#### [EXTRACTED TEXT]
The reports of PWC on the Registrant’s financial statements for the fiscal years ended January 31, 2001 and 2000 do not contain an adverse opinion or disclaimer of opinion, nor were such reports qualified or modified as to uncertainty, audit scope or accounting principles. During the two most recent fiscal years ended January 31, 2001, and the subsequent interim period preceding the date of filing of this report, there have been no disagreements between PWC and the Registrant on any matter of accounting principles or practices, financial statement disclosure, or auditing scope or procedure, which, if not resolved to PWC’s satisfaction, would have caused PWC to make reference to the subject matter of the disagreement(s) in connection with their reports, nor have there been any reportable events as contemplated under Item 304(a)(1)(iv)(B) of Regulation S-B.

#### [WORK TO DO]
a) Please reproduce the auditor statement starting at "The reports of" and ending at "of Regulation S-B.".
b) Summarize the auditor statement in two sentences.
The listing comes from a separate source.

#### [PROVIDED DATA]
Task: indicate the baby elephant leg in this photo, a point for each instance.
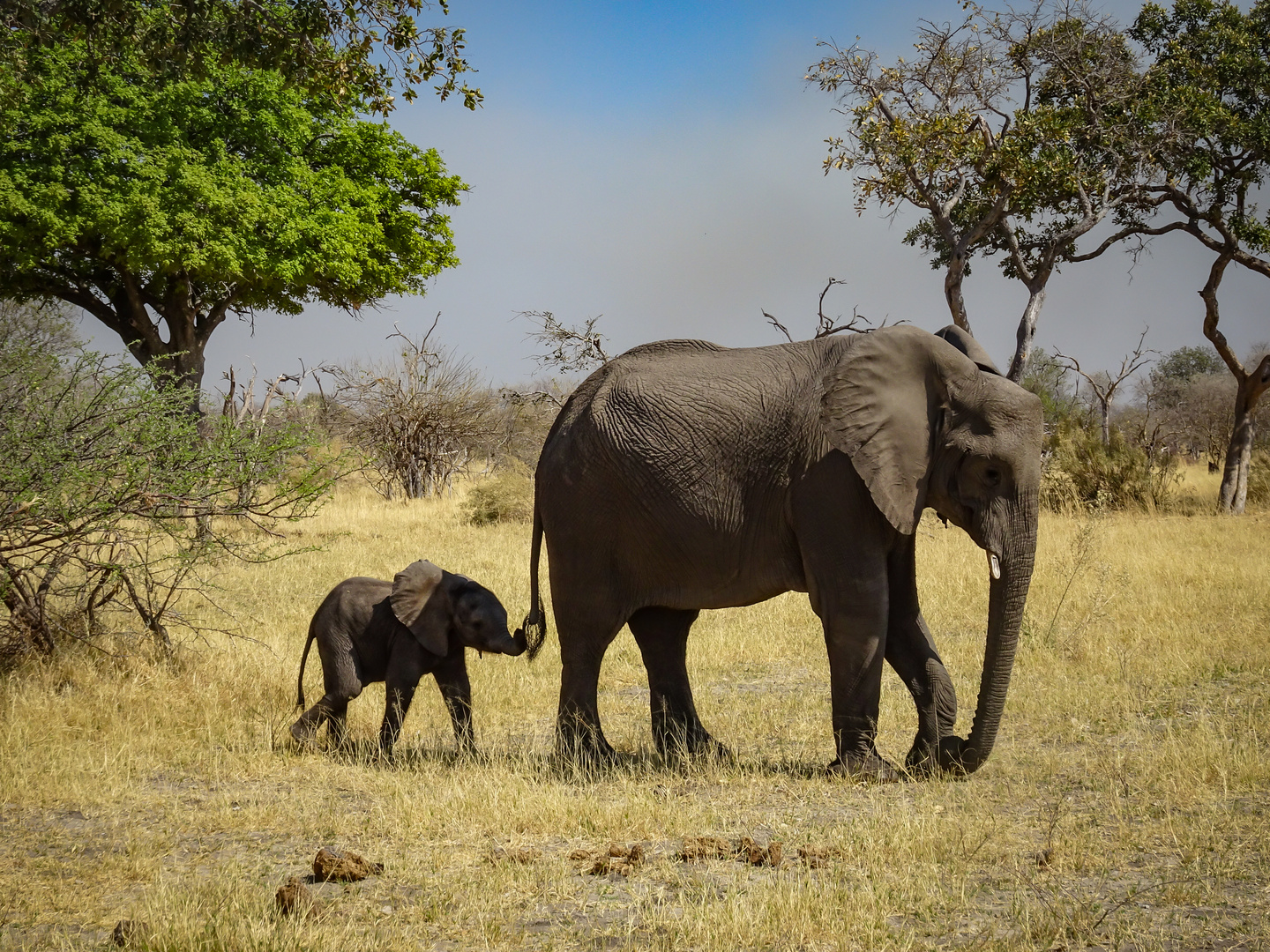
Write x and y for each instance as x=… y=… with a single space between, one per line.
x=455 y=687
x=397 y=703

#### [SOLUTIONS BELOW]
a)
The reports of PWC on the Registrant’s financial statements for the fiscal years ended January 31, 2001 and 2000 do not contain an adverse opinion or disclaimer of opinion, nor were such reports qualified or modified as to uncertainty, audit scope or accounting principles. During the two most recent fiscal years ended January 31, 2001, and the subsequent interim period preceding the date of filing of this report, there have been no disagreements between PWC and the Registrant on any matter of accounting principles or practices, financial statement disclosure, or auditing scope or procedure, which, if not resolved to PWC’s satisfaction, would have caused PWC to make reference to the subject matter of the disagreement(s) in connection with their reports, nor have there been any reportable events as contemplated under Item 304(a)(1)(iv)(B) of Regulation S-B.

b) PWC's reports on the Registrant's financial statements for the fiscal years ended January 31, 2001 and 2000 held no adverse opinion or disclaimer of opinion and were not qualified or modified as to uncertainty, audit scope or accounting principles. In those two fiscal years and the interim period before this report was filed, PWC and the Registrant had no disagreements on accounting, financial statement disclosure or auditing matters, and there were no reportable events under Item 304(a)(1)(iv)(B) of Regulation S-B.